■ What you are asked to do
Emit a verbatim copy of the lines running from the line with "shrub in the image above." through the end of the material below.

■ Input for this task
————

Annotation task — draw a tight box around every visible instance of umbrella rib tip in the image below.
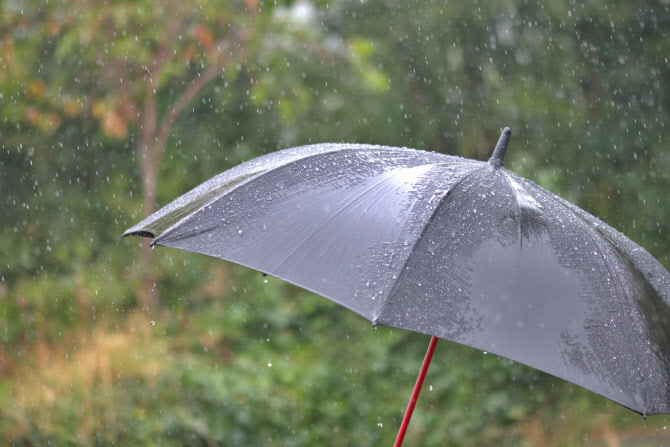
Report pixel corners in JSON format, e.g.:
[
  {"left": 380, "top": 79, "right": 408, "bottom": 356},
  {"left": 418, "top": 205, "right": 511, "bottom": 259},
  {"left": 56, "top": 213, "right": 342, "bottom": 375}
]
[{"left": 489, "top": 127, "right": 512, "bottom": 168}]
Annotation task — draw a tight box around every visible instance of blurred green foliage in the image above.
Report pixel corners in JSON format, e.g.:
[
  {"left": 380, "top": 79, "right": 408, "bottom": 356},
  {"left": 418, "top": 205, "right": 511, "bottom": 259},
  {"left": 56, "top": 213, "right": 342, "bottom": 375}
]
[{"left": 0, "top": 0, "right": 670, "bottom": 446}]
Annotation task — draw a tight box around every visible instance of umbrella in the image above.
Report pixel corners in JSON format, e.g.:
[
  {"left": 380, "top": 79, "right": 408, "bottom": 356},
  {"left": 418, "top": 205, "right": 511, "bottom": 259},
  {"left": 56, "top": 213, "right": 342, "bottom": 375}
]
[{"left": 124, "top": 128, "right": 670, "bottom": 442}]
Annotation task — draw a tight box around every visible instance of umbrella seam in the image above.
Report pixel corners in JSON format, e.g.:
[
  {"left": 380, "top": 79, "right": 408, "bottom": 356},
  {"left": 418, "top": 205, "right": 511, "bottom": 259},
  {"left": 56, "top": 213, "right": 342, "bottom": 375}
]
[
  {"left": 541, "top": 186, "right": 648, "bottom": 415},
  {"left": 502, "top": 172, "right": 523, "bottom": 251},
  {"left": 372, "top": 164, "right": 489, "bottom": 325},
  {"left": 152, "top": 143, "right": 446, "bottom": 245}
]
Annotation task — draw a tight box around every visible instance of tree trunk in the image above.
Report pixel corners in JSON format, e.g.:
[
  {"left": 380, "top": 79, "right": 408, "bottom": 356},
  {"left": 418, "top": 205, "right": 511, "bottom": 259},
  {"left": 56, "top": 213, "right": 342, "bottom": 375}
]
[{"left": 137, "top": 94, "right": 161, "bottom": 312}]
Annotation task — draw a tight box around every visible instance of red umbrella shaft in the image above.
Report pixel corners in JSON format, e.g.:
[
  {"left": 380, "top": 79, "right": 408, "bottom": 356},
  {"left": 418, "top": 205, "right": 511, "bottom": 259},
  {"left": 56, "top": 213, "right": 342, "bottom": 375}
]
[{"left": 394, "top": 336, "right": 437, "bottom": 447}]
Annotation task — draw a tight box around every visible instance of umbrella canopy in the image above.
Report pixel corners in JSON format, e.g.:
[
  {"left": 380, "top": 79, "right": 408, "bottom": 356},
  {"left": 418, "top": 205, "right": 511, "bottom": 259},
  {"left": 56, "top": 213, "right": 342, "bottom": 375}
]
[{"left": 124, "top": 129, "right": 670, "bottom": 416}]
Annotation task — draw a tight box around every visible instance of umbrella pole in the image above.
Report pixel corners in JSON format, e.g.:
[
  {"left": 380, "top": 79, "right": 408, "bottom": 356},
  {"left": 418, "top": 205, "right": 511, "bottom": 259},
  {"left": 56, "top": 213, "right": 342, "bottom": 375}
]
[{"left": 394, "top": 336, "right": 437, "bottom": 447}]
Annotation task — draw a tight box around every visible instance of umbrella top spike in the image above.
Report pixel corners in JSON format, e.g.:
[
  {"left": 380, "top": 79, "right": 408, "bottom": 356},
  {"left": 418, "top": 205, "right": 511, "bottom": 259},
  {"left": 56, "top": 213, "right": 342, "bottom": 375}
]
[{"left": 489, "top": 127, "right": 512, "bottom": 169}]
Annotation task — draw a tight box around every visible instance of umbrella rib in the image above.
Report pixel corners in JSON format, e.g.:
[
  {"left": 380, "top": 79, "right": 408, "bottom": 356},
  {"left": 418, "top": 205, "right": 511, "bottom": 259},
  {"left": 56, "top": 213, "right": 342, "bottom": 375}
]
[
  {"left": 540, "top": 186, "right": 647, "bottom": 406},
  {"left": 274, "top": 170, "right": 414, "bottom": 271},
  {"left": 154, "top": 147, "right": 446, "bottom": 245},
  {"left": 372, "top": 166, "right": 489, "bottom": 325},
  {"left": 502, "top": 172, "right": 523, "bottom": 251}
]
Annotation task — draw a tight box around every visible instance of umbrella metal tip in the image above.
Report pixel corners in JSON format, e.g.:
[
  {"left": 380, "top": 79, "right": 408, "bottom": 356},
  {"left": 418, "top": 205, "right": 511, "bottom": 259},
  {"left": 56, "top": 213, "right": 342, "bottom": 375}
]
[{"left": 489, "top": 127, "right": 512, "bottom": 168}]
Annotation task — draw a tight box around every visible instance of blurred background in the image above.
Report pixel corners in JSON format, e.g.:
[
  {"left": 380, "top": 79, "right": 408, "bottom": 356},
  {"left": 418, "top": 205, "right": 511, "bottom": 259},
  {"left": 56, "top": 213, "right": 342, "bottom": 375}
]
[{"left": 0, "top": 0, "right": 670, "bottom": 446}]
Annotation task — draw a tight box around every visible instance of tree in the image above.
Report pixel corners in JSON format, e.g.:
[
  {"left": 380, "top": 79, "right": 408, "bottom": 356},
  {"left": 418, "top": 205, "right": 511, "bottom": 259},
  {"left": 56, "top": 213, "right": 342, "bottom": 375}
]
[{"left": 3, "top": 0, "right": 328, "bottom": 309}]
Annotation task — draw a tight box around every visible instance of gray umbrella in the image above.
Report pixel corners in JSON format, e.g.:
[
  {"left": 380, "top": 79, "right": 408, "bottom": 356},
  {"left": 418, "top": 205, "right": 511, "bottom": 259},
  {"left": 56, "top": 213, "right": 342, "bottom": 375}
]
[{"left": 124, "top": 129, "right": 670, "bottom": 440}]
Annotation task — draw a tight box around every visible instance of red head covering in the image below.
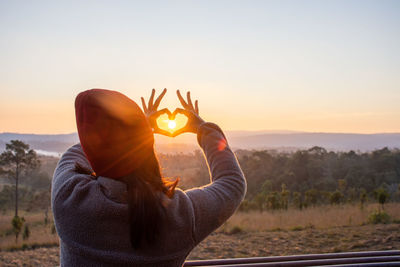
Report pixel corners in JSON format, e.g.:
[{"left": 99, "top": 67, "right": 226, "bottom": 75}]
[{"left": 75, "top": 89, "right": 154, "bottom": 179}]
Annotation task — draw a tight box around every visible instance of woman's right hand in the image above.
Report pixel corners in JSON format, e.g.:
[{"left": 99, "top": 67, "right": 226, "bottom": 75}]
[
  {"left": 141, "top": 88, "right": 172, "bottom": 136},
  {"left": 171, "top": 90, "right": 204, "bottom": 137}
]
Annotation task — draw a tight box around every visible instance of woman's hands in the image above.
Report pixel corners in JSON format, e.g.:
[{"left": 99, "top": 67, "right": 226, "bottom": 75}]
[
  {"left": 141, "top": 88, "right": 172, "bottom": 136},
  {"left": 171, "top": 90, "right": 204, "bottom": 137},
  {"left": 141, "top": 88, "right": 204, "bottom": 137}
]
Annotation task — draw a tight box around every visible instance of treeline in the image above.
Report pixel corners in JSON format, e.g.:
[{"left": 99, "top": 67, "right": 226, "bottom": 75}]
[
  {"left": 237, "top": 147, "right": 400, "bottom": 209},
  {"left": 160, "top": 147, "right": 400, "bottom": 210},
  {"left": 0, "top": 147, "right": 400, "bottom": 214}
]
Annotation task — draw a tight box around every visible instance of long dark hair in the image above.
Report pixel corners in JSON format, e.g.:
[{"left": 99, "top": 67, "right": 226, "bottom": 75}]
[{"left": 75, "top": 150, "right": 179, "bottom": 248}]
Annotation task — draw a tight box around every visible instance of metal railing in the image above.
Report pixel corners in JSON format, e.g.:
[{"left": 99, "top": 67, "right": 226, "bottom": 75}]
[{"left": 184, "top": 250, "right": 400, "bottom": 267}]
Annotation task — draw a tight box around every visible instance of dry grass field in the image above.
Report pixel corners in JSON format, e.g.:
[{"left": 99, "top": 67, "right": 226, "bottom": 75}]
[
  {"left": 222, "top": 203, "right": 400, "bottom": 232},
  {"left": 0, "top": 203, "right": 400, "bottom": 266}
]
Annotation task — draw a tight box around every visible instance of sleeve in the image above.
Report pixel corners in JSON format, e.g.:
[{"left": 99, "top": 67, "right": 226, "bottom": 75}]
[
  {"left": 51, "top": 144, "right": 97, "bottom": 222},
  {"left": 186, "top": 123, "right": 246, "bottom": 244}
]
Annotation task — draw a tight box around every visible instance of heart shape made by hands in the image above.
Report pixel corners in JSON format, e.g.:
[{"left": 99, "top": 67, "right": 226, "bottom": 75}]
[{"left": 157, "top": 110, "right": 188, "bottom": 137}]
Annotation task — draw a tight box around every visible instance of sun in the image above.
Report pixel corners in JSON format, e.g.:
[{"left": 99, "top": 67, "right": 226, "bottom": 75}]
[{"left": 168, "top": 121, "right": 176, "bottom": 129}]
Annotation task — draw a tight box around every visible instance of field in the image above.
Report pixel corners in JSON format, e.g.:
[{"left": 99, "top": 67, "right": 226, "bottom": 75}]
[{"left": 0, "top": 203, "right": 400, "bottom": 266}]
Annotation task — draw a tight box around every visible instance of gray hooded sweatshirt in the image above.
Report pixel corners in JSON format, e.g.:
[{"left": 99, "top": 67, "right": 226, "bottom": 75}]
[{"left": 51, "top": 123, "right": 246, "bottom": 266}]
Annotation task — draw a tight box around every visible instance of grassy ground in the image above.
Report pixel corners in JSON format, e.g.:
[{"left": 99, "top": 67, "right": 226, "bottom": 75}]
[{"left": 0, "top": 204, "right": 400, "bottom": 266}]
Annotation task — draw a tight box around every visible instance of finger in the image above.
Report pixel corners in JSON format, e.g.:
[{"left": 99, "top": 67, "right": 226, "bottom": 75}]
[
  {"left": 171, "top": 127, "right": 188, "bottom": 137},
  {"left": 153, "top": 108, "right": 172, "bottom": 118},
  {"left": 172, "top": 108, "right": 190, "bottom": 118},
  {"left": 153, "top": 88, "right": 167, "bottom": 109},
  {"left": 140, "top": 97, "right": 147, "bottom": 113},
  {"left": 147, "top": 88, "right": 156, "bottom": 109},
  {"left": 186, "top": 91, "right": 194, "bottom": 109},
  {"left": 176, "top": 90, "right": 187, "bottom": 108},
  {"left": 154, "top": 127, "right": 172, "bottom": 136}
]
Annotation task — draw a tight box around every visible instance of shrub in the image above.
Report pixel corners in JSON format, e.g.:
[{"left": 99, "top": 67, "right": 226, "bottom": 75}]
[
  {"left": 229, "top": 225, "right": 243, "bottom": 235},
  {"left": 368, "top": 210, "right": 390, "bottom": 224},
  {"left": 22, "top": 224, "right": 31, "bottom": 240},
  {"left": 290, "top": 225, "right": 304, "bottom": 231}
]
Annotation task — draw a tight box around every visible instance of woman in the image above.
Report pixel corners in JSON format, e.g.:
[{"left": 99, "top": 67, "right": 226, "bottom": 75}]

————

■ Result for this exercise
Annotation task — draw a tight box around every visible instance of shrub in the image above.
Report pixel corners in JSON format, e.g.:
[{"left": 99, "top": 67, "right": 226, "bottom": 75}]
[
  {"left": 229, "top": 225, "right": 243, "bottom": 235},
  {"left": 368, "top": 210, "right": 390, "bottom": 224},
  {"left": 22, "top": 224, "right": 31, "bottom": 240},
  {"left": 290, "top": 225, "right": 304, "bottom": 231}
]
Annotation task — draw a tight box around every visible instance of woman in the image above.
Report pixel corners in JSON format, e.g.:
[{"left": 99, "top": 67, "right": 226, "bottom": 75}]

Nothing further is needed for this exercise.